BEGIN Data

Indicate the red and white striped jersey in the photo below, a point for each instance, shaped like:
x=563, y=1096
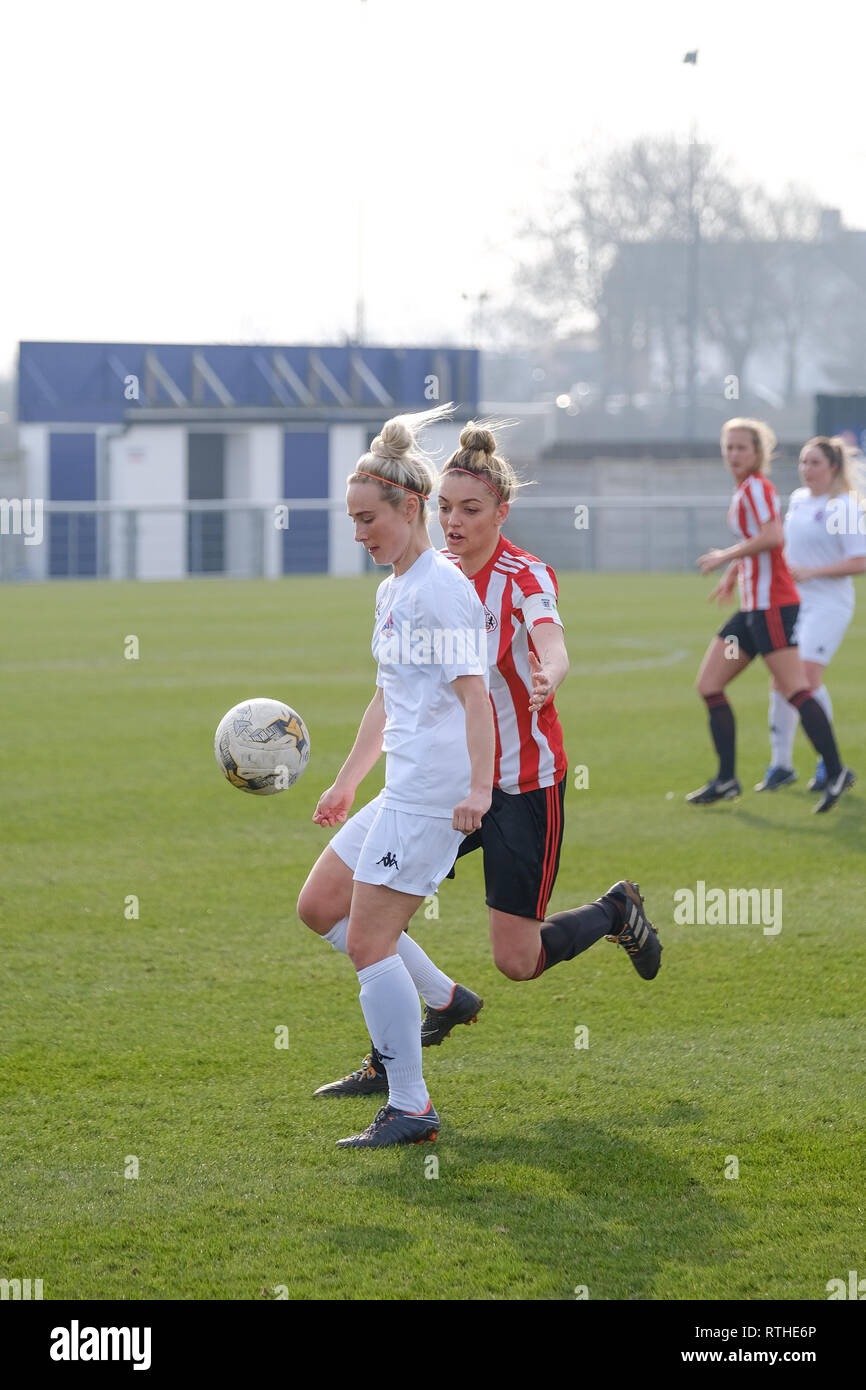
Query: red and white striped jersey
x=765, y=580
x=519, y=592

END Data
BEGIN Data

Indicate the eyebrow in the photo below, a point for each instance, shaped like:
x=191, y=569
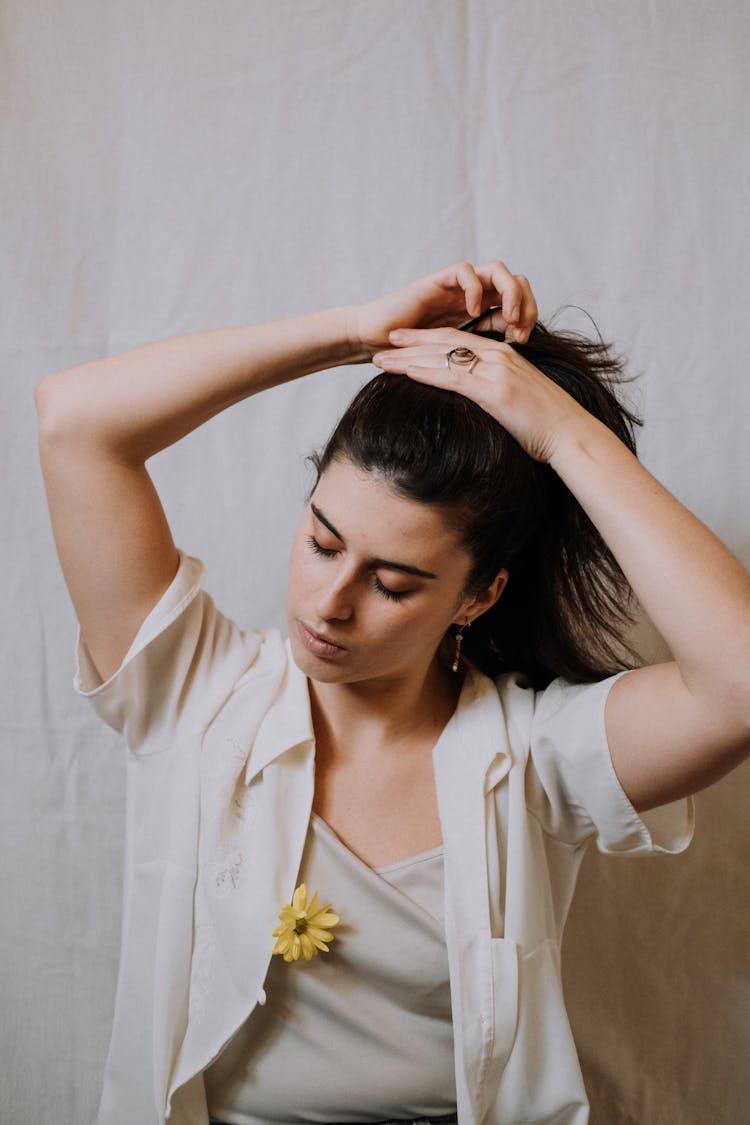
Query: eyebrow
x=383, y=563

END Data
BEGIN Data

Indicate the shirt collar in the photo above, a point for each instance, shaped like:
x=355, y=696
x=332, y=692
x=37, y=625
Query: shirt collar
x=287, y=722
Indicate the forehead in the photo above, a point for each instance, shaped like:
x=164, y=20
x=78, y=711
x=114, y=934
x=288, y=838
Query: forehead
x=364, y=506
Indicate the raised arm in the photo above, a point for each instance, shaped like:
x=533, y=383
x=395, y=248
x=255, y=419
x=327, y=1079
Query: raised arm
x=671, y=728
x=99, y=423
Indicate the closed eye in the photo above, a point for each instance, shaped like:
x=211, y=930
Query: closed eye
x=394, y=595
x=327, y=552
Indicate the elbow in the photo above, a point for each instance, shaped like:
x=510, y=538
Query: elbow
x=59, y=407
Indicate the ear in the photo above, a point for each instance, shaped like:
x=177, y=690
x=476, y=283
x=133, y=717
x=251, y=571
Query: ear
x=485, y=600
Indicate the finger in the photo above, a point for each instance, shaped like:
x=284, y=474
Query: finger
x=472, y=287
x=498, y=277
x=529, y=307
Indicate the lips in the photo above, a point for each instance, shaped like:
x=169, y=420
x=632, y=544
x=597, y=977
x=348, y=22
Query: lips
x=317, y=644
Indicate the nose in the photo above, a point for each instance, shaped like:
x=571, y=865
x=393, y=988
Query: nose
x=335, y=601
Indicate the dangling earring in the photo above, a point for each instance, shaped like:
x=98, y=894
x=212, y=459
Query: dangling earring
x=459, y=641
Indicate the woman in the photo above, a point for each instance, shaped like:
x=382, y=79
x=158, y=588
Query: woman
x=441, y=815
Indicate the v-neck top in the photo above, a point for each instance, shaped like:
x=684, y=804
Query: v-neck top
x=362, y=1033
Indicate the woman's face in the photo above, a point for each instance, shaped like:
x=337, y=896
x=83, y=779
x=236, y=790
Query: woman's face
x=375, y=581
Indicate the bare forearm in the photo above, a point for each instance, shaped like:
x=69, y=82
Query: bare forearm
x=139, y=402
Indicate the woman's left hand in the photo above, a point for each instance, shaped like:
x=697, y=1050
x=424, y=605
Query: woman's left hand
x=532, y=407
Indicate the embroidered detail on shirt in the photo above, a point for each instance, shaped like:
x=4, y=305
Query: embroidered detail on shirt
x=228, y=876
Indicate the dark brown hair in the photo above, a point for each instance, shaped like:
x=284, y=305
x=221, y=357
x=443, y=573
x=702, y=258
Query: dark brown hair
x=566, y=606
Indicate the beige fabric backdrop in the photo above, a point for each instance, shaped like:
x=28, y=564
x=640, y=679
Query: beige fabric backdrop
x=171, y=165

END Data

- [Task to complete] The required output is each line of the entries that contains the word "below".

- [Output of the exercise]
Indicate the red and white striped jersey in the photo below, a point for each instance, shaped like:
Indicate the eyebrow in the photo below, a point for each instance, shaped like:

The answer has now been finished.